Excerpt:
-*-
Marysville woman’s business bakes biscotti with less bite
Published 1:30 am Tuesday, March 13, 2018
Biscotti is one tough cookie. Literally.
Northwest Biscotti founder Frances Turner wants to challenge that reputation.
She thinks that biscotti should chip away at your willpower. Not your teeth.
Turner bakes a slimmer, softer version that rivals the stiff commercial brands of coffee’s favorite oblong cookie.
“A lot of people say it’s not as hard as traditional biscotti,” Turner said. “I’ve had people say it’s more like a cookie.”
Hence the catchphrase on the company logo: “Not your grandma’s hard biscotti.”
Until recently, Turner had been cooking her biscotti out of a Mukilteo storefront. That bakery closed March 3, and she’s moving her operation to Marysville. A grand re-opening is set for 10 a.m. April 21 at 10208 State Ave., No. B, Marysville.
Biscotti started as an experiment for Turner, a 41-year-old Marysville mom who had been baking cookies at home for years.
She tried an orange-cranberry biscotti recipe on the back of a cereal box. A few tweaks later, that recipe became a crowd favorite.
-*-
Dataset items
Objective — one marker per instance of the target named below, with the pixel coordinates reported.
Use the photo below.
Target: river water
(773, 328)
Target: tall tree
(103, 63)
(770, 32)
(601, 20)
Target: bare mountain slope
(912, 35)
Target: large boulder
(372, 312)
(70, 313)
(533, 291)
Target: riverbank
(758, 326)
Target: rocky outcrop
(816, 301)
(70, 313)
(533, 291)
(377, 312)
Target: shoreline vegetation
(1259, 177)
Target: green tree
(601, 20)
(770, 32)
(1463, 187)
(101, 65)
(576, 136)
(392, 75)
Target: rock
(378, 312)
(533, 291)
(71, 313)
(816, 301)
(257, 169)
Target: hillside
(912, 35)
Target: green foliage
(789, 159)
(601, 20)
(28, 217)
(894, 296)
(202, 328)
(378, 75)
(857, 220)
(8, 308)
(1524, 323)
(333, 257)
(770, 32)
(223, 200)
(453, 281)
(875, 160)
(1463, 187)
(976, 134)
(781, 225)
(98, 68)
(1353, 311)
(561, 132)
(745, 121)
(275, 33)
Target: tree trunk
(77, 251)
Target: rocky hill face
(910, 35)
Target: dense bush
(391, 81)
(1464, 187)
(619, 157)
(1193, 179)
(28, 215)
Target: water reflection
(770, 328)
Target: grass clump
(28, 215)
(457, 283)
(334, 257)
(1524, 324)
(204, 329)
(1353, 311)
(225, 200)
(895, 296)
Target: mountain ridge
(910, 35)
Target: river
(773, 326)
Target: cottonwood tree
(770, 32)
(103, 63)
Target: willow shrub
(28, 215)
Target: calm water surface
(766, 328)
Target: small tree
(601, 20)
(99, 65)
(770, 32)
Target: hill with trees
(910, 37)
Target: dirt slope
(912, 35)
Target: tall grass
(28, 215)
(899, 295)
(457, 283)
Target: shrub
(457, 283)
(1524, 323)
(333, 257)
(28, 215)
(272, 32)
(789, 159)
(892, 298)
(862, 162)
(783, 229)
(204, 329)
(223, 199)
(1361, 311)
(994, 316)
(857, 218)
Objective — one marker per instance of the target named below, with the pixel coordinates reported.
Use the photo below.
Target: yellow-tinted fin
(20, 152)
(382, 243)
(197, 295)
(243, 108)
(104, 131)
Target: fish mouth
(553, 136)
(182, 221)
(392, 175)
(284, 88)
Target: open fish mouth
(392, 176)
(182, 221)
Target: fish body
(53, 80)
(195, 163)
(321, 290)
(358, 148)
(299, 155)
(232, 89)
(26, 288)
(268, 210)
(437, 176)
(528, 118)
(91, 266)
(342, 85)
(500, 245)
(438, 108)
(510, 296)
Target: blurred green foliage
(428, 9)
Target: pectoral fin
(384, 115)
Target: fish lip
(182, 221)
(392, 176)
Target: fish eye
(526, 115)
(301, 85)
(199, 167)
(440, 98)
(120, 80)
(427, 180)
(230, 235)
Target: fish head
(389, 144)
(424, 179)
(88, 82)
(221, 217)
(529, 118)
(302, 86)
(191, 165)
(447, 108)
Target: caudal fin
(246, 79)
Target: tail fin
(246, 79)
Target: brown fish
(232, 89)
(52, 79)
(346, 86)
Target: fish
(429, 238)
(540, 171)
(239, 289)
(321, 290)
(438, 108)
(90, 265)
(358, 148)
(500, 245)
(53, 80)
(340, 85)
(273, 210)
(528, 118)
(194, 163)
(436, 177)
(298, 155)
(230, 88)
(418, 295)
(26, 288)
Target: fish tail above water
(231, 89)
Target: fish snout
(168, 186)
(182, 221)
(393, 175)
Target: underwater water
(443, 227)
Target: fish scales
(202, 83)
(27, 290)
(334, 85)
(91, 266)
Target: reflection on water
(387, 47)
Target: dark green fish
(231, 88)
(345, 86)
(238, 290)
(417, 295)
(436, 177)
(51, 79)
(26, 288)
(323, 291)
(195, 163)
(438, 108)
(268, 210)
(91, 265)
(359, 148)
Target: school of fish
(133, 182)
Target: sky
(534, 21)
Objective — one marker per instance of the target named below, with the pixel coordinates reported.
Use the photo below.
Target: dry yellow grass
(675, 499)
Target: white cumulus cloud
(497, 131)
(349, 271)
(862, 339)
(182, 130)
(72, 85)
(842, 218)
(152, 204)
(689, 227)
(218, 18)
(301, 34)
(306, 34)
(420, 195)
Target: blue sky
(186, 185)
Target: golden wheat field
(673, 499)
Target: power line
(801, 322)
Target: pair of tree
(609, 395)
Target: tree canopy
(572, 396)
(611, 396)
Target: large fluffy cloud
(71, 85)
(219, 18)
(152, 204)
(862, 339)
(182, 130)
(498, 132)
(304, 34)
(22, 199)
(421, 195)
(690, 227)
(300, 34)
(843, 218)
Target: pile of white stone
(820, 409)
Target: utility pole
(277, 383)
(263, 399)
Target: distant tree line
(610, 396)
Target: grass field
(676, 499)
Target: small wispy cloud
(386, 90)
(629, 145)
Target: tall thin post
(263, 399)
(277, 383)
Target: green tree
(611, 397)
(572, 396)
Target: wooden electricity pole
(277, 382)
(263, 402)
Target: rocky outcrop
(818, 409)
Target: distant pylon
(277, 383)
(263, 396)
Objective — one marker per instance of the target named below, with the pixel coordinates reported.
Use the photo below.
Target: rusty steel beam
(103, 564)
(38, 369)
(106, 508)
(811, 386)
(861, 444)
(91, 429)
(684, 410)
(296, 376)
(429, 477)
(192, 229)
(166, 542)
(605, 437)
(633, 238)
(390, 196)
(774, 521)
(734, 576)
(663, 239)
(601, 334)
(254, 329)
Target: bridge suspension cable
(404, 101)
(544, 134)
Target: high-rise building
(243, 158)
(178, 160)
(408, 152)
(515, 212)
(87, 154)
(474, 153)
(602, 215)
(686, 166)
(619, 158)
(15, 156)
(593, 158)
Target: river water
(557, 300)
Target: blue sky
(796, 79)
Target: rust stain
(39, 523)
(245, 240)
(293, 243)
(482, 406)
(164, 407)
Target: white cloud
-*-
What this task involves: Pick up the article about the Marysville biscotti business after its final sentence and continue it in the same newspaper style.

Task answer:
The crunchy cookies expanded from family gatherings to friends of friends and coworkers. By popular demand, she started selling the biscotti on Facebook.
Now, Turner is baking 25 flavors of biscotti. Orange-cranberry and almond roca are two of her most popular varieties.
It’s been a whirlwind for Turner.
Before she was baking full time, Turner worked in billing at EvergreenHealth Medical Center in Kirkland. She quit in 2016 to focus on the bakery.
“It’s bittersweet,” she said, “because now my biscotti is being sold at coffee stands at Evergreen.”
More than a dozen other regional coffee stands and shops sell Northwest Biscotti.
Her big break came in 2015 when Brandon Wilson was craving a sweet, local addition for his menu at The Living Room Coffee House in Marysville. He approached Turner about selling Northwest Biscotti.
“Coffee and biscotti just go so well together,” Wilson said.
Turner initially declined, citing her lack of approved equipment. She changed her mind when Wilson offered her use of The Living Room Coffee House’s commercial kitchen. She made an exclusive flavor for the cafe — an espresso-blend named The Living Room Coffee House.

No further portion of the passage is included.